List every line in the records below that contains the word "green", copying each line in full.

════

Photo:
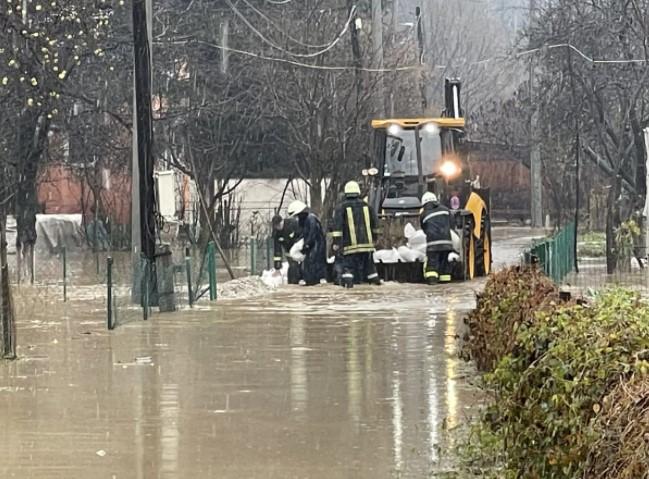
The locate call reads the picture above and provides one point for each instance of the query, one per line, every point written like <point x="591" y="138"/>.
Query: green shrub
<point x="510" y="299"/>
<point x="549" y="390"/>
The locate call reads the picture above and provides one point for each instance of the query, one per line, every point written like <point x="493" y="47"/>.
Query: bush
<point x="621" y="450"/>
<point x="549" y="391"/>
<point x="510" y="299"/>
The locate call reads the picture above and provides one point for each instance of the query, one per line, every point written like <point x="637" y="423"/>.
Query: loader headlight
<point x="394" y="129"/>
<point x="450" y="169"/>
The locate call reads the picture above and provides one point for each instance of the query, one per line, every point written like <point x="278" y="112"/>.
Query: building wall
<point x="62" y="192"/>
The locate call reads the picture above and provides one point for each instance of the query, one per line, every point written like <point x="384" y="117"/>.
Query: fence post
<point x="253" y="257"/>
<point x="109" y="294"/>
<point x="188" y="269"/>
<point x="146" y="293"/>
<point x="211" y="269"/>
<point x="65" y="276"/>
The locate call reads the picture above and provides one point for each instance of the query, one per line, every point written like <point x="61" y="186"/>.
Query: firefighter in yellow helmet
<point x="355" y="230"/>
<point x="436" y="223"/>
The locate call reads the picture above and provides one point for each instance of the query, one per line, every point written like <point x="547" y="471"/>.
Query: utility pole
<point x="356" y="28"/>
<point x="143" y="196"/>
<point x="421" y="75"/>
<point x="377" y="47"/>
<point x="393" y="46"/>
<point x="536" y="180"/>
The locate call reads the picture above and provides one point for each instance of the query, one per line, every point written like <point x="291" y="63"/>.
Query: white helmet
<point x="296" y="207"/>
<point x="428" y="198"/>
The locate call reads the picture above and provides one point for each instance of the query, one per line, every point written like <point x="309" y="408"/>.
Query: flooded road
<point x="303" y="383"/>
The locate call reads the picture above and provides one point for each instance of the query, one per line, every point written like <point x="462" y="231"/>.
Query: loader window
<point x="401" y="153"/>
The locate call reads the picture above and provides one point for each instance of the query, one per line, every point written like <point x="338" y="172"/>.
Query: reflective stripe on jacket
<point x="284" y="239"/>
<point x="355" y="227"/>
<point x="436" y="223"/>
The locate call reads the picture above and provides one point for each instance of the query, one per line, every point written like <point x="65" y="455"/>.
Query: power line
<point x="408" y="68"/>
<point x="583" y="55"/>
<point x="304" y="65"/>
<point x="277" y="47"/>
<point x="277" y="27"/>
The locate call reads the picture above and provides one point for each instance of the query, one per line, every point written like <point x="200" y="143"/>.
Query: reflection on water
<point x="299" y="386"/>
<point x="169" y="435"/>
<point x="315" y="383"/>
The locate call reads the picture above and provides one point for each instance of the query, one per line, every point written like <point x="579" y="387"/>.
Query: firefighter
<point x="285" y="233"/>
<point x="314" y="267"/>
<point x="355" y="228"/>
<point x="436" y="223"/>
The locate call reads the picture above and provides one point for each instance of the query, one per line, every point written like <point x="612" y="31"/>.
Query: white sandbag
<point x="410" y="255"/>
<point x="387" y="256"/>
<point x="409" y="231"/>
<point x="418" y="241"/>
<point x="457" y="242"/>
<point x="274" y="278"/>
<point x="296" y="251"/>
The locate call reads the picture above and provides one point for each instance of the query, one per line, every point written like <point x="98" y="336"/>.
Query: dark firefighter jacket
<point x="285" y="238"/>
<point x="315" y="248"/>
<point x="436" y="223"/>
<point x="355" y="227"/>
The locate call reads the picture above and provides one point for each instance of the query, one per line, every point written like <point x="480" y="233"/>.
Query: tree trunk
<point x="30" y="144"/>
<point x="612" y="225"/>
<point x="316" y="195"/>
<point x="8" y="350"/>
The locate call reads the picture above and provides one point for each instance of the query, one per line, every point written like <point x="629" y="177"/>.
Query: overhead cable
<point x="277" y="27"/>
<point x="277" y="47"/>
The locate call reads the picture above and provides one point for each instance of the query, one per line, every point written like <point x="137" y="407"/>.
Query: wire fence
<point x="114" y="286"/>
<point x="630" y="272"/>
<point x="556" y="254"/>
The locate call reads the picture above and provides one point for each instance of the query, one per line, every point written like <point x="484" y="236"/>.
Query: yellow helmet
<point x="352" y="188"/>
<point x="296" y="207"/>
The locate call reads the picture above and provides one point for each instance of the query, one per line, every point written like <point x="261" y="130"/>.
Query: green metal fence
<point x="556" y="254"/>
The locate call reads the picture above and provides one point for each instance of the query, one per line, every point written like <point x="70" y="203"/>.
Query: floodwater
<point x="302" y="383"/>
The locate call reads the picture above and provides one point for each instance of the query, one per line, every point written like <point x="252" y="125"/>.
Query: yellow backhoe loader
<point x="412" y="156"/>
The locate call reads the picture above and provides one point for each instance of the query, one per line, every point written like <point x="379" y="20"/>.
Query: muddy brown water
<point x="302" y="383"/>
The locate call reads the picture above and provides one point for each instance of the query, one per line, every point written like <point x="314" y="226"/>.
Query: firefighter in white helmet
<point x="355" y="231"/>
<point x="436" y="223"/>
<point x="314" y="267"/>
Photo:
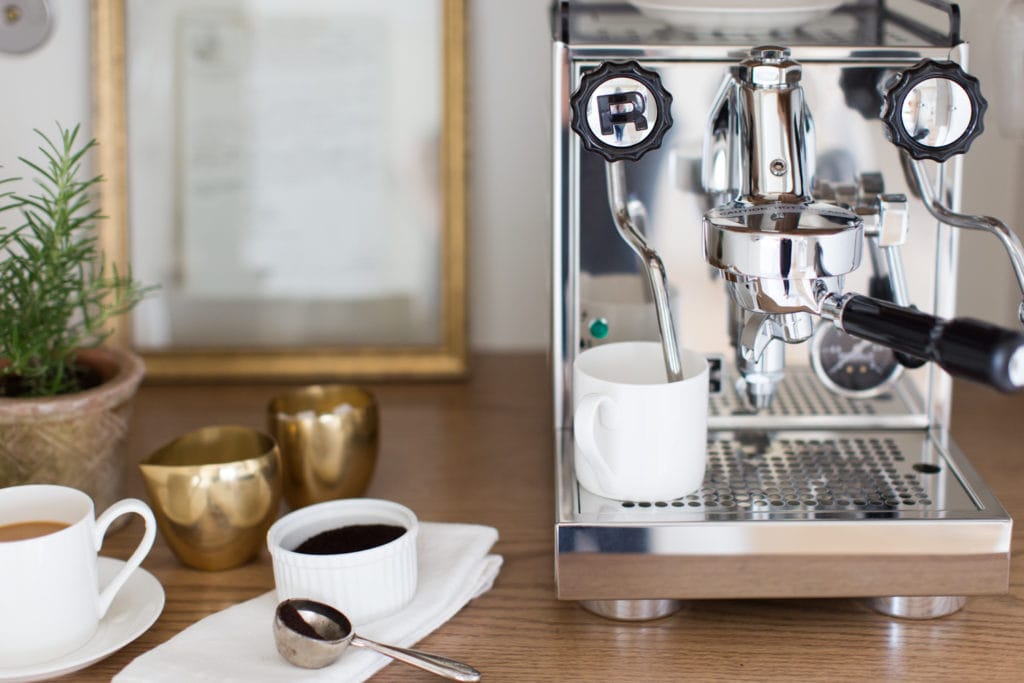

════

# TASK RESPONSE
Query: green shrub
Query: green metal fence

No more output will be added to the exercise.